MATERIAL PROVIDED START

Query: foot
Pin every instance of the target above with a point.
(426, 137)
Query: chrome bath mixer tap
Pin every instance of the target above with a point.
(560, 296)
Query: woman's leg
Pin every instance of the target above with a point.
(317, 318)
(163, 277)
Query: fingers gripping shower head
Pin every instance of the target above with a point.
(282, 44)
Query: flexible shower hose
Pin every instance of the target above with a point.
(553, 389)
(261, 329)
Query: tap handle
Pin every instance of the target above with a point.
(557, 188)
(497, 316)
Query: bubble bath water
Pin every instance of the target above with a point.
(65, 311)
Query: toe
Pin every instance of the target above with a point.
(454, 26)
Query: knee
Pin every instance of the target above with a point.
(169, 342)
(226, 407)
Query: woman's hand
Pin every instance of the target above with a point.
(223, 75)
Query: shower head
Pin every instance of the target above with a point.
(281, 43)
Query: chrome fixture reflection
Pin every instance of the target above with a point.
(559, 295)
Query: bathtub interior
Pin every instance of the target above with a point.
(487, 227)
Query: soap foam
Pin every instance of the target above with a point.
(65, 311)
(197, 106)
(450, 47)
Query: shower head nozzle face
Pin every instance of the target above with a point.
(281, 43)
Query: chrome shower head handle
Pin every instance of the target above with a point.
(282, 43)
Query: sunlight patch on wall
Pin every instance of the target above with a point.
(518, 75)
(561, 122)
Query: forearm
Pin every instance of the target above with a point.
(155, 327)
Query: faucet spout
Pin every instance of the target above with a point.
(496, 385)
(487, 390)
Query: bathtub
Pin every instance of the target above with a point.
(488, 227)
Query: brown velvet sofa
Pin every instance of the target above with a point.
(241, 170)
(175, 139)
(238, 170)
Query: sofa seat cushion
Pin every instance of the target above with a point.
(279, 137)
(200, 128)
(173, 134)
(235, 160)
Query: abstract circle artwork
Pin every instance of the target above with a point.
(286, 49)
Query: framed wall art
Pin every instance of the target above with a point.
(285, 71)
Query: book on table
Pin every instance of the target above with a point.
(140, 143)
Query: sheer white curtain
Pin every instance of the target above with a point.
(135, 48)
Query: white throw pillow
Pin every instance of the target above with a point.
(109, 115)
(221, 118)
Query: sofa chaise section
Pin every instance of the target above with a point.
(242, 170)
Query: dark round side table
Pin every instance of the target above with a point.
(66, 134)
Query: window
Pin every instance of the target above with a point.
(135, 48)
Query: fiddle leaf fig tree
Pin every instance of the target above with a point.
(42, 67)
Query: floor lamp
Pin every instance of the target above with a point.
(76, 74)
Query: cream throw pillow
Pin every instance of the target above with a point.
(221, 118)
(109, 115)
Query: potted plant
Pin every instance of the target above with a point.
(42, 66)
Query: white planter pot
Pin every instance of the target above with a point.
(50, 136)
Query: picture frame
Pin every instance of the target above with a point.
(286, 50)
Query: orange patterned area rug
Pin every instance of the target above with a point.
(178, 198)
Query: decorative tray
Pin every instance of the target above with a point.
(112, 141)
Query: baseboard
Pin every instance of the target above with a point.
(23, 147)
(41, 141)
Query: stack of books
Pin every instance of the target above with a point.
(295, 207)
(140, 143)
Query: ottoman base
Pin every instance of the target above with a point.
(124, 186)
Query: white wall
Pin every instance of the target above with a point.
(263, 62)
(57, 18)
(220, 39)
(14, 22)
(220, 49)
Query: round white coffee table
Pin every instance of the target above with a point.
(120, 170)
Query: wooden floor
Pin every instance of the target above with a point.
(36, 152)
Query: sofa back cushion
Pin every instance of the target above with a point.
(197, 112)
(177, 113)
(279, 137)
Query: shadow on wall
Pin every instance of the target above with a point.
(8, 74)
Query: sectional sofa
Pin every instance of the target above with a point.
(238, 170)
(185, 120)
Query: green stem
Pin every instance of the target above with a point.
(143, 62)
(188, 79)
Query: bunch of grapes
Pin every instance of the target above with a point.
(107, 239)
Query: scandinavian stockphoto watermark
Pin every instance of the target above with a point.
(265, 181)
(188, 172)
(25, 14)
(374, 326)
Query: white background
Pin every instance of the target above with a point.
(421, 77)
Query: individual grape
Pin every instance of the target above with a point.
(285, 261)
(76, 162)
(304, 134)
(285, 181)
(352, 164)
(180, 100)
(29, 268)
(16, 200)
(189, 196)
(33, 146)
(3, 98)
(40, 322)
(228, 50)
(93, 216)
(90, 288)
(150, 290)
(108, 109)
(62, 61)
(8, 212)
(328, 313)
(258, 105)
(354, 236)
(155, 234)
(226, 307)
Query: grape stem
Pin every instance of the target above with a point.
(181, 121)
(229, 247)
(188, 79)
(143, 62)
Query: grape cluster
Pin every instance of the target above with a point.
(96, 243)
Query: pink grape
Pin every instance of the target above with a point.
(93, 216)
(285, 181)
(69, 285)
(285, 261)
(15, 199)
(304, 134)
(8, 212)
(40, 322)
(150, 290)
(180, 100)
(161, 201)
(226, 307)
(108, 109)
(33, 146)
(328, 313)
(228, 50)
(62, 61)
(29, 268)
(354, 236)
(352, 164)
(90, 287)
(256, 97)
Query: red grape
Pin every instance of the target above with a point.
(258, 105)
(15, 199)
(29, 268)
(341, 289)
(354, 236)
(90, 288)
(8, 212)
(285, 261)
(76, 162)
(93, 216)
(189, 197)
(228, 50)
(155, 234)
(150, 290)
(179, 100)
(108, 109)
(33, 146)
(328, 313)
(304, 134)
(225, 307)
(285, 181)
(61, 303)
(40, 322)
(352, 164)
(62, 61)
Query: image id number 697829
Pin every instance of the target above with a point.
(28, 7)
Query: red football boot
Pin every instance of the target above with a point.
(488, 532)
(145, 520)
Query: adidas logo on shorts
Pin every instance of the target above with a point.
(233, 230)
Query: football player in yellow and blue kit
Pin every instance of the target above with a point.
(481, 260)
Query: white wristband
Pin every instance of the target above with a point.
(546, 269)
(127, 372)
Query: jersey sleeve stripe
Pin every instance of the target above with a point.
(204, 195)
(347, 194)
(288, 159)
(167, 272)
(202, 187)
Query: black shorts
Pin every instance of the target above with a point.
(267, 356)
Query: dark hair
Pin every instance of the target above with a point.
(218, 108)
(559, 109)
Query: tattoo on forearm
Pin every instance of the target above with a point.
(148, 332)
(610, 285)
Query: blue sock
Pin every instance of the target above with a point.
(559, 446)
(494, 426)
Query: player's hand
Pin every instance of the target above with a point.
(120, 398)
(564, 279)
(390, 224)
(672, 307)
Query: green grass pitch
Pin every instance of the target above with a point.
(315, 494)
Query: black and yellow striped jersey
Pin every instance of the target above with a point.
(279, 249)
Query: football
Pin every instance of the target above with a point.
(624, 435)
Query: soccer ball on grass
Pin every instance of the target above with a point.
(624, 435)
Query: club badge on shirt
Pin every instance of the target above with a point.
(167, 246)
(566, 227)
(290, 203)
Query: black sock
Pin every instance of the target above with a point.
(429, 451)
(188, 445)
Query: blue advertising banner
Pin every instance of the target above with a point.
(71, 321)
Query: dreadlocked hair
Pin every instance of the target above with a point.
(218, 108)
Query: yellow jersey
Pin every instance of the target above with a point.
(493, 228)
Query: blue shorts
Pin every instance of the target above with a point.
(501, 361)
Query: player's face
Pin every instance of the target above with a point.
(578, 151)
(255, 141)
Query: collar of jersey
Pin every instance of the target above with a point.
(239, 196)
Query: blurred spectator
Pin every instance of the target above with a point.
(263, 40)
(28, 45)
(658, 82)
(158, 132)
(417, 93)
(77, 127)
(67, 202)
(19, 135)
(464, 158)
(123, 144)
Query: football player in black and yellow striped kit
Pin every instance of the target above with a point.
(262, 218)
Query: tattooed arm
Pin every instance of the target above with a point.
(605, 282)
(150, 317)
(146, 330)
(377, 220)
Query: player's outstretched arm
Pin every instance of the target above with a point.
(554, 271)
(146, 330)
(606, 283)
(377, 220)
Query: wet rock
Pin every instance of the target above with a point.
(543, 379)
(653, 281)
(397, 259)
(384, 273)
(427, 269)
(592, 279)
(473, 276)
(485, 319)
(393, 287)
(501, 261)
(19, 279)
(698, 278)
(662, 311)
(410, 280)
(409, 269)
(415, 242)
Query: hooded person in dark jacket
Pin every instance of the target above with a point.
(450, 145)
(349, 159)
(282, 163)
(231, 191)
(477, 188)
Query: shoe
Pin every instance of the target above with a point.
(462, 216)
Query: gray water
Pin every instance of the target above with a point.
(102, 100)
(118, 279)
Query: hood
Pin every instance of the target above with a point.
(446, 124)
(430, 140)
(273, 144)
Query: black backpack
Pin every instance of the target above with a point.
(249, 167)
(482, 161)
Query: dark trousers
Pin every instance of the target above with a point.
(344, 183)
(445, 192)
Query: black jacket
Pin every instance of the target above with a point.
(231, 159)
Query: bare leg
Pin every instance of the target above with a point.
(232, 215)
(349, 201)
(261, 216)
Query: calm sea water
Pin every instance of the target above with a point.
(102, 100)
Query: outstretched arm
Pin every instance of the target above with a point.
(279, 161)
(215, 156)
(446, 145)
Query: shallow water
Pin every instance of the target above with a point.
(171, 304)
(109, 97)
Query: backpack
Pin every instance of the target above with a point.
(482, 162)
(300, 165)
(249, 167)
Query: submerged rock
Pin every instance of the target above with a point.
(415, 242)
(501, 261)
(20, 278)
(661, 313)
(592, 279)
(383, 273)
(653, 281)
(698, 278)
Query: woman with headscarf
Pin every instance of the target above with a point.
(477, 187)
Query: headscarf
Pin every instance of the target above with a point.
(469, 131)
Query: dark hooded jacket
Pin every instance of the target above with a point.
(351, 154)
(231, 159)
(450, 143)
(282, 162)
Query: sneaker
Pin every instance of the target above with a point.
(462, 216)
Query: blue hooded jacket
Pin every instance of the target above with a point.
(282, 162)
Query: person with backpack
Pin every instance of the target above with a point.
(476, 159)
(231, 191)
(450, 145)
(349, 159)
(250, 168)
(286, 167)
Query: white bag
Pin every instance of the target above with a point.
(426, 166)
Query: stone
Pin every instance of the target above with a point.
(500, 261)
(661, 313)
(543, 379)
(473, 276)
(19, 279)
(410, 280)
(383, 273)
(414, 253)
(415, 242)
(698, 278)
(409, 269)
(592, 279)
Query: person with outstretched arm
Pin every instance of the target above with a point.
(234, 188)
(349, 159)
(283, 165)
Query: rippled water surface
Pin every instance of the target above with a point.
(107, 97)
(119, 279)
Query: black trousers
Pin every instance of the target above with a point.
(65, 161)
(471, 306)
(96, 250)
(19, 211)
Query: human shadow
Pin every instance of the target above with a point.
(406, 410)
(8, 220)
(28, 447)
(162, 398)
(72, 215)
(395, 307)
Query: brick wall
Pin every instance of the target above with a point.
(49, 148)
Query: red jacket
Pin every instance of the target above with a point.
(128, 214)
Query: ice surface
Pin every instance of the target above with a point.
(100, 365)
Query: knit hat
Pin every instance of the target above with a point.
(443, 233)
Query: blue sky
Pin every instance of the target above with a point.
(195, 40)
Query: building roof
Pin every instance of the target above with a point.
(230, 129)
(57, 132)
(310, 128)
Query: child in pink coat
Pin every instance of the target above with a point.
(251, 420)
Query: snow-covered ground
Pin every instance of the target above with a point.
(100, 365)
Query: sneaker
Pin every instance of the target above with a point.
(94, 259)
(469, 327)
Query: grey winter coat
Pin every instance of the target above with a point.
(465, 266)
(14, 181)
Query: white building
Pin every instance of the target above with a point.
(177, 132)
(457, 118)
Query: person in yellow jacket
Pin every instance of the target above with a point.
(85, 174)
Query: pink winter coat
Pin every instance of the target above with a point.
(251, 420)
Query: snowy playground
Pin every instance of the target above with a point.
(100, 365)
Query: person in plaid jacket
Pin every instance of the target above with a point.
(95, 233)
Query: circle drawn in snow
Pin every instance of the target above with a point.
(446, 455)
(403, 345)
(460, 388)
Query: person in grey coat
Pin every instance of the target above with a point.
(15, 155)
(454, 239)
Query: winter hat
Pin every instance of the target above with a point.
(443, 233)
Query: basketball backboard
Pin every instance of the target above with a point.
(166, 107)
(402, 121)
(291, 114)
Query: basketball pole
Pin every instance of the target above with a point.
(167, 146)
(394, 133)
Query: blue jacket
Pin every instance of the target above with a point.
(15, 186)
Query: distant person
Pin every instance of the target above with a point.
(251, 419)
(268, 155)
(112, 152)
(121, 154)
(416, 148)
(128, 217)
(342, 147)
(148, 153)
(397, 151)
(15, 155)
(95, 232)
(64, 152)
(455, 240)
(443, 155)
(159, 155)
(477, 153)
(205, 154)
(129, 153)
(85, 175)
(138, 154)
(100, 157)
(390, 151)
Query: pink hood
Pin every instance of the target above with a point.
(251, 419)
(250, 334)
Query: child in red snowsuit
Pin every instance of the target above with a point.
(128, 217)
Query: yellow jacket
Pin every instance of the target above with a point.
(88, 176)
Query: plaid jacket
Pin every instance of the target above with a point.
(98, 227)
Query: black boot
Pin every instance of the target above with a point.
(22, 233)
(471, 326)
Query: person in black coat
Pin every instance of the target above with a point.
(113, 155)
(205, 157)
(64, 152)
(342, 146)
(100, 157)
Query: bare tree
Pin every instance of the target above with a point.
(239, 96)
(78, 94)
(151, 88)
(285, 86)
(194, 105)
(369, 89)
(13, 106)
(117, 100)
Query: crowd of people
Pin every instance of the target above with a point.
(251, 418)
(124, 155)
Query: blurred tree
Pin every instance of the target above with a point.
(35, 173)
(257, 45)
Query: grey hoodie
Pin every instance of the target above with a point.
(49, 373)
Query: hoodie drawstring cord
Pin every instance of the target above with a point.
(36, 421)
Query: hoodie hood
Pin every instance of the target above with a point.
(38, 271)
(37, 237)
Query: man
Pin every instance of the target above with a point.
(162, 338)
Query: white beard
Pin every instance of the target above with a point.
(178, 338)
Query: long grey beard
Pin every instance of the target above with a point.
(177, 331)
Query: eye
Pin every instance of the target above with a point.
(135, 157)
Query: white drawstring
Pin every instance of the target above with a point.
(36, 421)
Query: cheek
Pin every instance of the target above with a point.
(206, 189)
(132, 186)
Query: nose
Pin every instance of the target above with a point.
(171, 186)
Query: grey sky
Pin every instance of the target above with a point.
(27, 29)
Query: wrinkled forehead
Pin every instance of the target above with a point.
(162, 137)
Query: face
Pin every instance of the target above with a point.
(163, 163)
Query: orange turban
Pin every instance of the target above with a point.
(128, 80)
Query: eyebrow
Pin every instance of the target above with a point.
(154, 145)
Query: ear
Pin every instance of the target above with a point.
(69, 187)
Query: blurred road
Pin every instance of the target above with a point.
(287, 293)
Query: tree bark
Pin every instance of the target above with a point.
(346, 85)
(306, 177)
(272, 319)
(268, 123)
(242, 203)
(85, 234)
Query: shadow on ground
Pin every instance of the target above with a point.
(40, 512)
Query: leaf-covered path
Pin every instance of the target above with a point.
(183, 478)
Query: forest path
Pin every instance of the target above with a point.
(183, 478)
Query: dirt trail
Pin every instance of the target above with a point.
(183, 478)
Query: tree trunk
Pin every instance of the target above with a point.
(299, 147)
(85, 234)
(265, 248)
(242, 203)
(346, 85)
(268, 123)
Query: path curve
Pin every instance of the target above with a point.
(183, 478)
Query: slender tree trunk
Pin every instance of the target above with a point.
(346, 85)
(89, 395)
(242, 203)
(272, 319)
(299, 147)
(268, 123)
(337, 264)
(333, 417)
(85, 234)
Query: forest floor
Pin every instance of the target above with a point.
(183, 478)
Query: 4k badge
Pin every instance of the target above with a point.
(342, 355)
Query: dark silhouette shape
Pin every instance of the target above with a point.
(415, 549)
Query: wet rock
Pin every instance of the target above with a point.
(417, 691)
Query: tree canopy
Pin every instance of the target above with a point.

MATERIAL PROVIDED END

* **WHAT TO PRODUCE**: All lines above that hold the string "winter" should be copied.

* **OUTPUT OF THE EXERCISE**:
Query: grey winter coat
Query: pink winter coat
Query: winter hat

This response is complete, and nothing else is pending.